▶ **Brief**: Write out all the data again, exactly as it stands.

┌─ Data entries

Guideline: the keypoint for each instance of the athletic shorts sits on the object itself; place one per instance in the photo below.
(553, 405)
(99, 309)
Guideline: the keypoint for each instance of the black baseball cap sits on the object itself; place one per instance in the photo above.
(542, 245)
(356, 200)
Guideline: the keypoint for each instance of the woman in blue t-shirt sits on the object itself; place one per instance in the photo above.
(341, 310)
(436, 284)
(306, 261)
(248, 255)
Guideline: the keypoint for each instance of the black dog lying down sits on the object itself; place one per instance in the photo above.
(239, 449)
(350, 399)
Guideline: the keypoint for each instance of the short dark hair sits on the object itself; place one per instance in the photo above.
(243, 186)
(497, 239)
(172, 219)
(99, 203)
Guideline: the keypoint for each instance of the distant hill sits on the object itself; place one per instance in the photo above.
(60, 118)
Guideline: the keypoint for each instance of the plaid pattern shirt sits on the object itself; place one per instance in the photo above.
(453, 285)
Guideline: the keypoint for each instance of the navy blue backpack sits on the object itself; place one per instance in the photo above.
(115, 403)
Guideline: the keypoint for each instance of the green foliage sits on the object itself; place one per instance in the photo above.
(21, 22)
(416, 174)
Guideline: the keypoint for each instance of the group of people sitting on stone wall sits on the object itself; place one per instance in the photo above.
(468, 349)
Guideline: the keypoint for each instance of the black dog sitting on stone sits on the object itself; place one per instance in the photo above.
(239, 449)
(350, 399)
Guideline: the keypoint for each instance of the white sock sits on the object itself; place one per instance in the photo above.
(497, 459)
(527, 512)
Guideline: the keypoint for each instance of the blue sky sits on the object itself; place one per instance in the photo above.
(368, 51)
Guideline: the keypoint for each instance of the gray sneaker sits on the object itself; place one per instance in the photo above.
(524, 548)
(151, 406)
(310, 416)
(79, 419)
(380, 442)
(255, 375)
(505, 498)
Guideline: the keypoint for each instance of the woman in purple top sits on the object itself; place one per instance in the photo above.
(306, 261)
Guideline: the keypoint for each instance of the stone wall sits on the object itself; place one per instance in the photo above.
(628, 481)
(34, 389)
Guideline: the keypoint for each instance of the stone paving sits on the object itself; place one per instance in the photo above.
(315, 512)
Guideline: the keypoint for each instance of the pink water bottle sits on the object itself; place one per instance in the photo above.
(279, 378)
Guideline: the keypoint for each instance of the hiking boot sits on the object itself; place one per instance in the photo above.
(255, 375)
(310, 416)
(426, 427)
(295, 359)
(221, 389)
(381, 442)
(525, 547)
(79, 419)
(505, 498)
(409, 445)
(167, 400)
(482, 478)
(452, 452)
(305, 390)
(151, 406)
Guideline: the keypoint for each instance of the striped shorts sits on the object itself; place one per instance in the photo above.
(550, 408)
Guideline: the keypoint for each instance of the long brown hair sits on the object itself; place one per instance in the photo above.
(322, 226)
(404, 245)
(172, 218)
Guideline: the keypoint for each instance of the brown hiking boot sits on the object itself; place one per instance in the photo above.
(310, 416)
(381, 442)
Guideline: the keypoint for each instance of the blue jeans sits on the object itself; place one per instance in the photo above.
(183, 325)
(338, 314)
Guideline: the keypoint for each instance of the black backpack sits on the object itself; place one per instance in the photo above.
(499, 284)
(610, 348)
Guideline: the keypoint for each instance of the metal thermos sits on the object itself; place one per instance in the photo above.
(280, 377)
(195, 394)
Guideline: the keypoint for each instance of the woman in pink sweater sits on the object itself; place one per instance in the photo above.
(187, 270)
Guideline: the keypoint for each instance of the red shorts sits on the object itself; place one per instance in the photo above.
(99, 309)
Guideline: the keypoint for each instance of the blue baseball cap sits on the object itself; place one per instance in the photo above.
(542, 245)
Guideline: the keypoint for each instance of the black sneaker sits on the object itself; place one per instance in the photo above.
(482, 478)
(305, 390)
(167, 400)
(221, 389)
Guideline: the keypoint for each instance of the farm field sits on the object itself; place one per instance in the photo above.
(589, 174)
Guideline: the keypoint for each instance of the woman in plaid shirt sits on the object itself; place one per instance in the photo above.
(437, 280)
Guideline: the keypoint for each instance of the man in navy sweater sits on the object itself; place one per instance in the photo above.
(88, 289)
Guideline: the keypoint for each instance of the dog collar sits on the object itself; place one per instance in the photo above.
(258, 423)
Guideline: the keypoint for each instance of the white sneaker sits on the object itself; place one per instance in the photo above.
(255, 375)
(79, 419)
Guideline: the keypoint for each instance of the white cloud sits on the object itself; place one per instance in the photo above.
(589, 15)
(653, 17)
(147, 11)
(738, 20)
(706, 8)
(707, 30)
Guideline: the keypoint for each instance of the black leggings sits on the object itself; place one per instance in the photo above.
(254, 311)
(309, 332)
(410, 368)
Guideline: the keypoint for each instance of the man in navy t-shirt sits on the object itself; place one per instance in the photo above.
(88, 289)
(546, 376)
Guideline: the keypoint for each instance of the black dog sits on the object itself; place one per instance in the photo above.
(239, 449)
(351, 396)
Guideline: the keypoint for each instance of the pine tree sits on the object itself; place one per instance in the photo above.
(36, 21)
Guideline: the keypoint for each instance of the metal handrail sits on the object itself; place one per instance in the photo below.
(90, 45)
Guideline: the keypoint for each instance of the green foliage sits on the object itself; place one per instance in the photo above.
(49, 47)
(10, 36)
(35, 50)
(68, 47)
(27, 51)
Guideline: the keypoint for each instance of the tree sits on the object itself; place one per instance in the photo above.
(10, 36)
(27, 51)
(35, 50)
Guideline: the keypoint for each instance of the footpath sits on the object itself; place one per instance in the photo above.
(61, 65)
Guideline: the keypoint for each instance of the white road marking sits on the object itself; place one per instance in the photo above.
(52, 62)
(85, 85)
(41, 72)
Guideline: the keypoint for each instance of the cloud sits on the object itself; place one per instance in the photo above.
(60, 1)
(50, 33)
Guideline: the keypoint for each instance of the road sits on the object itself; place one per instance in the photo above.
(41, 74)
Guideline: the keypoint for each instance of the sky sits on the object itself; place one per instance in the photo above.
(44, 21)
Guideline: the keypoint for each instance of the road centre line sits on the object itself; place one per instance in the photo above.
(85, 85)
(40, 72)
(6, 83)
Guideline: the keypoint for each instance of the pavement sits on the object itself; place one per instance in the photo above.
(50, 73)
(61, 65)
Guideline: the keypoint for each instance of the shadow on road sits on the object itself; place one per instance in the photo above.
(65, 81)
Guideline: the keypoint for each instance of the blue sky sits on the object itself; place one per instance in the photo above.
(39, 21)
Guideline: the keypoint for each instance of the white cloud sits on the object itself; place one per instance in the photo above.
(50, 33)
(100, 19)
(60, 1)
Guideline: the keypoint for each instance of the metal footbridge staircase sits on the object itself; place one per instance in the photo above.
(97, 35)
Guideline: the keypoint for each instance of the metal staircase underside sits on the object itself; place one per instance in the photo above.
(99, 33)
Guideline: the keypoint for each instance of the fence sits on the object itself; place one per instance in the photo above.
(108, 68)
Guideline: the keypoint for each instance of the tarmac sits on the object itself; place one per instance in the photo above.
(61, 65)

└─

▶ **Response for this exercise**:
Guideline: the keypoint for each instance of the athletic shorts sits on the object itself; place one per instance in the photo below.
(553, 405)
(99, 309)
Guideline: the keypoint for each instance of the black baseball cap sits on the object itself; place one per instance in the photo above.
(542, 245)
(356, 200)
Guideline: the keypoint for each instance of the woman in blue t-shirt sits on the object itself; place one per instance in the photo above.
(341, 310)
(436, 284)
(306, 261)
(248, 255)
Guideline: the keypoint for each instance of the black dog lying down sits on the object itself; place one per instance in the photo above.
(239, 449)
(350, 399)
Guideline: the keypoint for each instance of the short dark hair sits on the object itself; place one per instance in the photo above.
(243, 186)
(497, 239)
(172, 219)
(99, 203)
Guideline: the keypoint for each instance of the distant hill sits on the object itself; place one per instance in the photo above.
(60, 118)
Guideline: the keypoint for each instance of the plaid pattern shirt sits on the object itself; place one per instance in the photo above.
(453, 285)
Guideline: the keypoint for each instance of the navy blue backpack sits on the object itself; place one per instance in the photo above.
(115, 403)
Guideline: the keypoint for each instance of the green foliage sits on the object itself; place one per instance in the photo above.
(21, 22)
(416, 174)
Guideline: the keypoint for each instance of the group of people sitting on stone wall sits on the object itself; place one per instance in the photo above.
(468, 349)
Guideline: the keypoint for each instance of the black dog sitting on stone sits on the object itself; place one per instance in the photo above.
(239, 449)
(350, 399)
Guideline: the keypoint for each instance of the white sock sits on the object itself; place one per instance in the photo above.
(497, 459)
(527, 512)
Guideline: the keypoint for each instance of the blue sky sits on the object itself; place one per instance in the photo above.
(368, 51)
Guideline: the keypoint for each instance of the gray sneaker sits on the object itself; place one per instance in the photo above.
(524, 548)
(151, 406)
(310, 416)
(79, 419)
(380, 442)
(255, 375)
(505, 498)
Guideline: the keypoint for each instance of the woman in purple top sits on the object itself; place one per instance in the photo above.
(306, 261)
Guideline: the keypoint for each instance of the stone wall sits on the object itself; place one per instance in the photo above.
(628, 481)
(34, 389)
Guideline: the keypoint for each instance of the stone paving sits on the object itself; place one per instance in the photo above.
(315, 512)
Guideline: the keypoint for each instance of the pink water bottle sits on the object itself; place one per instance in the photo above.
(279, 378)
Guideline: the keypoint for each instance of the hiking boot sits on the object itself; place one per instance in the photo above.
(255, 375)
(310, 416)
(426, 427)
(295, 359)
(221, 389)
(381, 442)
(525, 547)
(79, 419)
(505, 498)
(409, 445)
(167, 400)
(482, 478)
(452, 452)
(305, 390)
(151, 406)
Guideline: the keypoint for each instance of the striped shorts sits on the object itself; place one per instance in the photo above.
(550, 408)
Guideline: the keypoint for each instance of the long brown hair sits on the object itself; place one per instance in the photo above.
(322, 226)
(404, 245)
(172, 218)
Guideline: the keypoint for each instance of the brown hiking boot sits on the object itself; place one per instance in the photo above.
(310, 416)
(381, 442)
Guideline: the keypoint for each instance of the blue jeans sits on the object itself; place one per instance in the photo above.
(183, 325)
(338, 314)
Guideline: the keypoint for each instance of the black backpack sits on the object itself; place one per instance in the photo above.
(499, 284)
(610, 348)
Guideline: the keypoint for each instance of the metal thermos sits on the object itself; place one per instance in the photo above.
(280, 377)
(195, 394)
Guideline: the keypoint for each instance of the woman in pink sweater sits on the object itself; place one per instance in the photo above.
(187, 270)
Guideline: the keypoint for each instance of the red shorts sits on the object itself; place one per instance in the photo above.
(99, 309)
Guideline: the keypoint for each instance of the blue baseball cap sits on the object itself; place one per instance in the photo above.
(542, 245)
Guideline: the keypoint for each instance of the black sneaker sits on the object itself; place one per instance in the photo above.
(482, 478)
(305, 390)
(167, 400)
(221, 389)
Guideline: the keypoint for each instance of the farm field sits on the object itself; place one per instance in the photo above.
(589, 174)
Guideline: the keypoint for each instance of the woman in plaid shirt sits on the object itself; place one per instance in the photo above.
(437, 280)
Guideline: the keypoint for each instance of the man in navy sweater sits on the object itself; place one per instance in the photo above.
(88, 289)
Guideline: the keypoint for each instance of the dog collar sits on the object itself; place one per instance in the photo above.
(258, 423)
Guideline: the keypoint for each instance of the white sneaker sits on the object itself; place one per instance in the photo above.
(255, 375)
(79, 419)
Guideline: the keypoint for each instance of the white cloud sits on the object itself; place one per instance in the photo above.
(589, 15)
(653, 17)
(147, 11)
(738, 20)
(706, 8)
(707, 30)
Guideline: the keypoint for each instance of the black leggings sits on the object itself; place one per instance in the photo above.
(254, 311)
(309, 332)
(410, 368)
Guideline: the keypoint for each instance of the man in navy t-shirt sits on the object itself; place one per instance in the photo above.
(88, 289)
(546, 376)
Guideline: the keypoint for each instance of the black dog sits on the object itself; place one per instance in the photo above.
(239, 449)
(351, 396)
Guideline: the keypoint for each instance of the pine tree sits on the object itself; place one per instance in the photo above.
(36, 21)
Guideline: the keypoint for each instance of the metal handrail sits on the object itself; place one per instance in the photo below.
(90, 45)
Guideline: the keypoint for each instance of the green foliage sits on the object itself; place one per instance in the photo above.
(49, 47)
(10, 36)
(35, 50)
(68, 47)
(27, 51)
Guideline: the keypoint for each instance of the tree sits on the object itself; place one per instance in the photo above.
(10, 36)
(27, 51)
(35, 50)
Guideline: the keypoint for each instance of the footpath sits on the object itself; place one per instance in the photo above.
(61, 65)
Guideline: the keypoint for each instance of the white road marking sits on the object itself; place one per instance in the photo above.
(52, 62)
(85, 85)
(41, 72)
Guideline: the keypoint for each instance of the cloud sits on the object itself; place one per instance in the photo above.
(60, 1)
(50, 33)
Guideline: the keypoint for each instance of the road sits on the object itself; place one per instance in the photo above.
(41, 74)
Guideline: the keypoint for each instance of the sky sits on the object itself; place one per instance in the photo above.
(44, 21)
Guideline: the keypoint for each instance of the road centre line sits on the object itself; place one per instance in the photo above.
(85, 85)
(40, 72)
(6, 83)
Guideline: the keypoint for each instance of the pavement sits on the object itself; place one per instance in the photo above.
(50, 73)
(61, 65)
Guideline: the keypoint for each instance of the shadow on road sits on the object itself; place one per instance in the photo above.
(65, 81)
Guideline: the keypoint for each instance of the blue sky sits on the object itself; place one per instance in the photo above.
(39, 21)
Guideline: the keypoint for each instance of the white cloud sits on the object itself; place one per instance in the photo above.
(50, 33)
(100, 19)
(60, 1)
Guideline: the keypoint for each instance of the metal footbridge staircase sits on the object itself; place one per instance in the photo above.
(97, 35)
Guideline: the keypoint for each instance of the metal staircase underside sits on the object itself; place one per instance in the photo above.
(99, 33)
Guideline: the keypoint for each instance of the fence sits on the object itself; place one per instance in the photo above.
(108, 68)
Guideline: the keypoint for each instance of the tarmac sits on the object itself; place one per instance in the photo above.
(61, 65)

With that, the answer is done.